#### Liste des tâches
1. Recopiez le passage de l'article sur la gestion de l'offre compris entre "L’Union des producteurs" et "vouée à l’échec.", inclus, en remplaçant "États-Unis" par "Américains".
2. Répondez brièvement aux questions suivantes sur l'article sur la gestion de l'offre.
(a) Qui est le président de l'UPA ?
(b) Quel pourcentage d'accès à son secteur laitier le Canada offrira-t-il selon l'accord commercial ?
(c) Qui est le porte-parole des Producteurs de lait du Québec ?

#### Extrait du texte
------------------------------------------------------------
Julien Arsenault, La Presse canadienne - La Presse Canadienne

MONTRÉAL — Les agriculteurs québécois estiment que la version amendée du Partenariat transpacifique fournit d’autres munitions aux négociateurs canadiens pour ne rien céder sur la question de la gestion de l’offre alors que se poursuit à Montréal la renégociation de l’Accord de libre-échange nord-américain (ALÉNA).

L’Union des producteurs agricoles (UPA) et les Producteurs de lait du Québec ont rappelé que ce sont les États-Unis qui avaient décidé l’an dernier de se retirer de cette entente commerciale, qui prévoyait des concessions dans le système canadien qui régit les productions de lait, d’oeufs et de volaille.

«Dans sa stratégie, le Canada doit demeurer ferme et dire aux négociateurs américains « si vous voulez un accès un marché canadien, il se trouve à travers le PTP »», a expliqué le président de l’UPA, Marcel Groleau, mardi, au cours d’un entretien téléphonique.

C’est en octobre dernier que les États-Unis ont réclamé la fin définitive du système de la gestion de l’offre d’ici les dix prochaines années dans le cadre de la modernisation de l’ALÉNA, une idée qui, selon Ottawa, est vouée à l’échec.

De l’avis des deux associations, il n’est peut-être pas trop tard pour que les Américains puissent changer leur fusil d’épaule afin de rejoindre le Partenariat transpacifique global et progressiste (PTPGP), dont la version amendée comprend le Canada et les dix autres membres du PTP — le Japon, le Mexique, l’Australie, Brunei, le Chili, la Malaisie, la Nouvelle-Zélande, le Pérou, Singapour et le Vietnam.

Annoncée mardi, la nouvelle mouture accorde au Canada un accès élargi au gigantesque marché japonais. Avec le départ des États-Unis, le Japon devient le joueur central de cette alliance commerciale qui regroupe onze pays dans deux hémisphères, et qui comprend les deux voisins des Américains, mais pas la Chine.

Cet accord commercial, qui pourrait être paraphé au début du mois de mars, fera en sorte que le Canada offrira un accès de 3,25 pour cent à son secteur laitier, 2,3 pour cent au marché des oeufs et 2,1 pour cent à celui du poulet.

«Notre message, c’est que ce sont les Américains qui ont fait pression dans le PTP pour avoir accès à notre marché, a dit le porte-parole des Producteurs de lait du Québec, François Dumontier. Le Canada a fini par dire oui et les États-Unis se sont retirés. Il n’est pas question de payer une deuxième fois dans l’ALÉNA parce que les Américains se sont retirés du PTP l’an dernier.»

M. Groleau a abondé dans le même sens, estimant que l’administration Trump avait tout simplement pris une «mauvaise décision» en tournant le dos au PTP, estimant qu’il était trop tard pour demander de nouvelles concessions ou l’abolition de la gestion de l’offre afin de moderniser l’ALÉNA.
------------------------------------------------------------
#### Entrées répertoriées
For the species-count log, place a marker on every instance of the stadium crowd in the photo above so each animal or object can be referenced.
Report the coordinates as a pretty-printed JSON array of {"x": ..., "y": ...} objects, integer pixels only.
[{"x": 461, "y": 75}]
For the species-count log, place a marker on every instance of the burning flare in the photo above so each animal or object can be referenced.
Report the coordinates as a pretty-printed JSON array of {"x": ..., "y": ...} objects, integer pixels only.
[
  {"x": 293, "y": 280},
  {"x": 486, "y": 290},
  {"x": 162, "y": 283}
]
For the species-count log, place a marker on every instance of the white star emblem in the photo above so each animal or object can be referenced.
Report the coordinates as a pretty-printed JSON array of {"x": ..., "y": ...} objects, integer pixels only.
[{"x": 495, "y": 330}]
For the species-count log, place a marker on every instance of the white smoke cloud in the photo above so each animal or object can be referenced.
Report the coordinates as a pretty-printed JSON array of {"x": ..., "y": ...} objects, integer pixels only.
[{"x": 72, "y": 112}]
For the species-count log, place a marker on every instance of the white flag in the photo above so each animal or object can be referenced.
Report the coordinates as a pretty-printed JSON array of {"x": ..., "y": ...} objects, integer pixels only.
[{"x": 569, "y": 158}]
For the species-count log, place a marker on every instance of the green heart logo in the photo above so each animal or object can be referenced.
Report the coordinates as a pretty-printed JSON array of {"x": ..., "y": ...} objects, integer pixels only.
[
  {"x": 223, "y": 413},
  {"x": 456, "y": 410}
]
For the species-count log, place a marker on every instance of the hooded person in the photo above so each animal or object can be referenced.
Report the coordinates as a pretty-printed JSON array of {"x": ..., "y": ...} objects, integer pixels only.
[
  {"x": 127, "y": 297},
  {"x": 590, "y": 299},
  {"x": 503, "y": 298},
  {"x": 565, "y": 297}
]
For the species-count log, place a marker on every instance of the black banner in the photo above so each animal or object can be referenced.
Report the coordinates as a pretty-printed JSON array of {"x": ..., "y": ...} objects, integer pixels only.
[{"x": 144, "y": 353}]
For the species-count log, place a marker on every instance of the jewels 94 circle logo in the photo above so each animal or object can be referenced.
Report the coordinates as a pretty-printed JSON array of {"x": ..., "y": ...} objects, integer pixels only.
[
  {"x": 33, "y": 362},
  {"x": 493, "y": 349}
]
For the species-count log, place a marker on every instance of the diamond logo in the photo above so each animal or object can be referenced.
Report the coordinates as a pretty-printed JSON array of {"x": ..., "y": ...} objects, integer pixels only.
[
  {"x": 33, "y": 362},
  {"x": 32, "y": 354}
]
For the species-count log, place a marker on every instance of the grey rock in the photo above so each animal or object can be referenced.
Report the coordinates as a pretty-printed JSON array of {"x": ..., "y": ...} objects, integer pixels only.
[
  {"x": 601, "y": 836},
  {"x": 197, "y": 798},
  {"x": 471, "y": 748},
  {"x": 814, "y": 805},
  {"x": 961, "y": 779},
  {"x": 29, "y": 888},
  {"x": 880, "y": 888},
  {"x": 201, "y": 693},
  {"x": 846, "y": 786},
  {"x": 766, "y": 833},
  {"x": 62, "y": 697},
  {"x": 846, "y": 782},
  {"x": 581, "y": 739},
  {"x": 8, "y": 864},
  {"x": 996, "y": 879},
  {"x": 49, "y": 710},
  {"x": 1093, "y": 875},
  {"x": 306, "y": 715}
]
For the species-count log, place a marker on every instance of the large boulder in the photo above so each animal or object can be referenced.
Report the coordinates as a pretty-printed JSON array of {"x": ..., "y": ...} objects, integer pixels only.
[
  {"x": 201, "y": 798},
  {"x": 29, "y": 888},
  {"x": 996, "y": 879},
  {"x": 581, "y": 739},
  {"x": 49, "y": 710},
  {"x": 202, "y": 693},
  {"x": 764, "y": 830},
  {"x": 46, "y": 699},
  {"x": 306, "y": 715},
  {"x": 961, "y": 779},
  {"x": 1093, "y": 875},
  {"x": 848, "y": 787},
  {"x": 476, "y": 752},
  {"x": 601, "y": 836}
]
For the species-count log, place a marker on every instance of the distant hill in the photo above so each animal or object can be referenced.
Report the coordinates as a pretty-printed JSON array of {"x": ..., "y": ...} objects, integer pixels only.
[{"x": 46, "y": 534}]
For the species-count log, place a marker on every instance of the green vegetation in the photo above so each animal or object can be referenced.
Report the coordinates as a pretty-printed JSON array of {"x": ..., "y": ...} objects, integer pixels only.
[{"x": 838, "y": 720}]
------------------------------------------------------------
#### Exercice corrigé
1.
L’Union des producteurs agricoles (UPA) et les Producteurs de lait du Québec ont rappelé que ce sont les Américains qui avaient décidé l’an dernier de se retirer de cette entente commerciale, qui prévoyait des concessions dans le système canadien qui régit les productions de lait, d’oeufs et de volaille.

«Dans sa stratégie, le Canada doit demeurer ferme et dire aux négociateurs américains « si vous voulez un accès un marché canadien, il se trouve à travers le PTP »», a expliqué le président de l’UPA, Marcel Groleau, mardi, au cours d’un entretien téléphonique.

C’est en octobre dernier que les Américains ont réclamé la fin définitive du système de la gestion de l’offre d’ici les dix prochaines années dans le cadre de la modernisation de l’ALÉNA, une idée qui, selon Ottawa, est vouée à l’échec.

2.
(a) Marcel Groleau
(b) 3,25 pour cent
(c) François Dumontier